=== Source text ===

How do I start? I knew it all the time, but I told myself he wasn't that kind of person, he would never do that to me, his wife of 29 years.

I found very "intimate" photos of him with her. Until that afternoon he denied everything in a very arrogant way, telling me that I was imagining everything, that I knew him to be a decent person. That night I looked in his computer and once he knew I had seen the pictures he started telling me he was the victim of a prank. He got drunk and didn't know what happened. This was in January 22nd, and up to this day he swears that is the truth.

Friends and members of his own family had seen him with her and were suspecting something but didn't have proof enough to tell me. He was with her for over a year but he denies everything, he says it was just one night, the night the pictures were taken.

Unfortunately for me, the money we have is all under his name and I have decided, after reading your blog, not to make a decision until I get my head clear. Everything is still very blurry. I want to start transferring this money into an account where I can have access to it, before confronting him about the lies I know he is telling me. After all, I have invested more than 30 years in building what we have.

I have to say that since DDay he has been completely dedicated to me and our 2 children, 16 and 19, and he does anything I ask him to. He told me he would do anything I want, and he wouldn't give me a reason to leave him. Since then he hasn't. My problem is that he spends a lot of time on his computer, to which he put a password, so that I can't access anymore.

===

| Written instruction A |
From the account of the discovered affair, extract the passage from "Friends and members" to "what we have." and copy it exactly.

=== Exercise input ===

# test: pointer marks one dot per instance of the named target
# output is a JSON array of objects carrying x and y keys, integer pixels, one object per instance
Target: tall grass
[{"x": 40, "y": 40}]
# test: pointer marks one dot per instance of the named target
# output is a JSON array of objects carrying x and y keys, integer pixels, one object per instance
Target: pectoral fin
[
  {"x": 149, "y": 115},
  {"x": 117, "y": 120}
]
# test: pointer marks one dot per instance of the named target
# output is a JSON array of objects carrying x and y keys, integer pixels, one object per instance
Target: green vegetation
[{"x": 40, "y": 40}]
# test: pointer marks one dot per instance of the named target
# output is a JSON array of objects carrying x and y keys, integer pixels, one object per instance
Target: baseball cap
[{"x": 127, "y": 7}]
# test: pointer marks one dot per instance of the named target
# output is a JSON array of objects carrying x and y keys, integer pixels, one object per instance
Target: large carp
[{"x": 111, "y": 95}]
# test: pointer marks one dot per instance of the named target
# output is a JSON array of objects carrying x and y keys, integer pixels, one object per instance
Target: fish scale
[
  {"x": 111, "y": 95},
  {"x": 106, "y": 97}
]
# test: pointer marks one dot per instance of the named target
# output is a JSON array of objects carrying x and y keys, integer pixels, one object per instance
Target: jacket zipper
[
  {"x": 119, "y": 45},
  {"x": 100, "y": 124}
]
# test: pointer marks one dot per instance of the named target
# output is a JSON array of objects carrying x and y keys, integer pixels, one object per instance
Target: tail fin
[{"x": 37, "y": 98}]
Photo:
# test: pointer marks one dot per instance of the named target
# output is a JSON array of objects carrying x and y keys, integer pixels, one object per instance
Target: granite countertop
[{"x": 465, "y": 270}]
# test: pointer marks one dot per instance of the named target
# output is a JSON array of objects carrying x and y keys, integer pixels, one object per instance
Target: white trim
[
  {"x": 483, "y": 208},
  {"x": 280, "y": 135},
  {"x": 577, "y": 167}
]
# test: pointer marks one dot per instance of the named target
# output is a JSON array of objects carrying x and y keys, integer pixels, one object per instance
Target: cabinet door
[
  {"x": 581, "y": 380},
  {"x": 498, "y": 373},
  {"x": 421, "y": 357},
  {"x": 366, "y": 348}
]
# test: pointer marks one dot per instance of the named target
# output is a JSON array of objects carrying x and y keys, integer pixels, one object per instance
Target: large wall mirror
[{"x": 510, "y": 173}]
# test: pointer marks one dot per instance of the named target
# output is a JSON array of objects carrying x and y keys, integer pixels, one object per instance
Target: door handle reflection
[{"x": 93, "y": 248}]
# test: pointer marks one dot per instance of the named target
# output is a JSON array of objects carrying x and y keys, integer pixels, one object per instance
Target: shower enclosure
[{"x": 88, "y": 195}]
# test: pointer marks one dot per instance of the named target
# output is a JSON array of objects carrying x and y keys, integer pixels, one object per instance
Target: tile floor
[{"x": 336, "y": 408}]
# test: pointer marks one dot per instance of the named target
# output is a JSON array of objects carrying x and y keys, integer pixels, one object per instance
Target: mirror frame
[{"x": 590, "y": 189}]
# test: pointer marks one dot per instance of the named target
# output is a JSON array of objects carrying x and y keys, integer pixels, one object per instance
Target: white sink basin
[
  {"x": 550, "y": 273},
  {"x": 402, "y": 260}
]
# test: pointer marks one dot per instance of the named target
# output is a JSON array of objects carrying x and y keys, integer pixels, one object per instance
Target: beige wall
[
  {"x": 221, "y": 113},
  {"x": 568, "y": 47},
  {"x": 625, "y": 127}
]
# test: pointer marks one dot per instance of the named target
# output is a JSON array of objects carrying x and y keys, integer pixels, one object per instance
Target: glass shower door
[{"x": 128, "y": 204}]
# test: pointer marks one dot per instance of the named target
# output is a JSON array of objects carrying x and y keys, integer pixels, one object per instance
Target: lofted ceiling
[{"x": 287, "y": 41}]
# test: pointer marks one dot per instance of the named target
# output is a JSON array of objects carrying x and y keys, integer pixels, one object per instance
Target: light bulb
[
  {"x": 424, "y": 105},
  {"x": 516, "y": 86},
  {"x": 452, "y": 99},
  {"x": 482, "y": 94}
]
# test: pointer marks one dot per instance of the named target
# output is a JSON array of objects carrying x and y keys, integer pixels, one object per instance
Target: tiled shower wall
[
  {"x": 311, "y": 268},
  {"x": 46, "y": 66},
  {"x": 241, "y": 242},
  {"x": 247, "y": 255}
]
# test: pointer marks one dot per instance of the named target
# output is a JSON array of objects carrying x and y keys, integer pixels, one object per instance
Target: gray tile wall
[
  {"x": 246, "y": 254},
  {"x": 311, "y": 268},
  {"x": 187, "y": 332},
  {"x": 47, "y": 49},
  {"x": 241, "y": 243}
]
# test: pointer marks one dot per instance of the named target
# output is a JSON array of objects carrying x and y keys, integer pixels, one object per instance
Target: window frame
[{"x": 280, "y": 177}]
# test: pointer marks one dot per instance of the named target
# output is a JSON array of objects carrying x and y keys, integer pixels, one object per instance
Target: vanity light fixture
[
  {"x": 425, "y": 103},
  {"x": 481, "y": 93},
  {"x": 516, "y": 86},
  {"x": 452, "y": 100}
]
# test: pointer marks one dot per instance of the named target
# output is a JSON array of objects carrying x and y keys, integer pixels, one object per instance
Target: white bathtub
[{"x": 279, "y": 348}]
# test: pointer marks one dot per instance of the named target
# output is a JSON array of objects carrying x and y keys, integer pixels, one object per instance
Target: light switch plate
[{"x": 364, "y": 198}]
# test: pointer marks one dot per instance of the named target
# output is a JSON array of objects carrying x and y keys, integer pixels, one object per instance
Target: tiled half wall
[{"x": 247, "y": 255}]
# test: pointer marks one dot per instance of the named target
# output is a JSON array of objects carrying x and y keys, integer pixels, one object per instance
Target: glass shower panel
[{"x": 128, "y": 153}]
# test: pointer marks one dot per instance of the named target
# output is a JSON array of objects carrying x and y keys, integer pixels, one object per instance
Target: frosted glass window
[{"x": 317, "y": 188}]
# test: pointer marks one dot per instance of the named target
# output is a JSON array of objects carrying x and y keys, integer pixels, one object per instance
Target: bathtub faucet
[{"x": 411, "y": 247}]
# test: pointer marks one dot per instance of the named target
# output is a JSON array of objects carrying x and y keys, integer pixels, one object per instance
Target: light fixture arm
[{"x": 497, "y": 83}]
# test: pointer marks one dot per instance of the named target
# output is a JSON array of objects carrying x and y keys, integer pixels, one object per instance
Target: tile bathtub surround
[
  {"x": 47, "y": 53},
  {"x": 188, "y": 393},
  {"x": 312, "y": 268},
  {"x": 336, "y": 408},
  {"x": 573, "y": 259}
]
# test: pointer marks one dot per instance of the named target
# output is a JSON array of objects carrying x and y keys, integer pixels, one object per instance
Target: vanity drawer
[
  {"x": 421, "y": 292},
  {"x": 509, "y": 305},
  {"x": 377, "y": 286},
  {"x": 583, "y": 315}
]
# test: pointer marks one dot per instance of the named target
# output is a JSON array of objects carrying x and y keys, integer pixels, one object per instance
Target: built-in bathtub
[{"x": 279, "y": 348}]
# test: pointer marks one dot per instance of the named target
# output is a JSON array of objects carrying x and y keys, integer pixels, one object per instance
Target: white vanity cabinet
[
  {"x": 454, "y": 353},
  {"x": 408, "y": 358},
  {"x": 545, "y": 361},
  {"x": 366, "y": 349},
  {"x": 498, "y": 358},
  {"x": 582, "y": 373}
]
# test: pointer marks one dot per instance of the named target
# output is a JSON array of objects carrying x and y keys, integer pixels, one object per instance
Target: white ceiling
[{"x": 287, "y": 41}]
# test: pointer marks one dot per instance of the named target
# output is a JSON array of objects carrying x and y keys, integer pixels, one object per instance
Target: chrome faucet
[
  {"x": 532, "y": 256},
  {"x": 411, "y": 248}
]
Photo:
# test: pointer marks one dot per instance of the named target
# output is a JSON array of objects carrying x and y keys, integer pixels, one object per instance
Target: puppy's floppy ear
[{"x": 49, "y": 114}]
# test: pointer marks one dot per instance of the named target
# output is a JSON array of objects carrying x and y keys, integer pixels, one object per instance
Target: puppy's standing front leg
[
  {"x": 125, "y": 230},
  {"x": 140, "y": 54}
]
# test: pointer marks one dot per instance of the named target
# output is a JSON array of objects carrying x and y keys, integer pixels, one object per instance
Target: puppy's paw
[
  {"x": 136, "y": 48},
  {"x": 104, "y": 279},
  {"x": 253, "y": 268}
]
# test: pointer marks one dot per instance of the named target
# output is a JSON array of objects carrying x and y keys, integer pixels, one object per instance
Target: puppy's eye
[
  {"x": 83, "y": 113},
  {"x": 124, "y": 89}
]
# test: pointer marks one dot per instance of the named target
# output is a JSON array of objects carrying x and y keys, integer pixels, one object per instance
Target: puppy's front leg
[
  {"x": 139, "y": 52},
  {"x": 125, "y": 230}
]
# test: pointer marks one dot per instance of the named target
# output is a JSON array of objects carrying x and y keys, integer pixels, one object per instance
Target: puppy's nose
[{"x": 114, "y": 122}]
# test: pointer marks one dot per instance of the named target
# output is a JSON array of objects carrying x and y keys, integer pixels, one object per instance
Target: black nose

===

| Written instruction B |
How many lines of the records contain the string "faucet"? Case counts, and reply with only the number.

| Exercise solution A |
Friends and members of his own family had seen him with her and were suspecting something but didn't have proof enough to tell me. He was with her for over a year but he denies everything, he says it was just one night, the night the pictures were taken.

Unfortunately for me, the money we have is all under his name and I have decided, after reading your blog, not to make a decision until I get my head clear. Everything is still very blurry. I want to start transferring this money into an account where I can have access to it, before confronting him about the lies I know he is telling me. After all, I have invested more than 30 years in building what we have.

| Exercise solution B |
2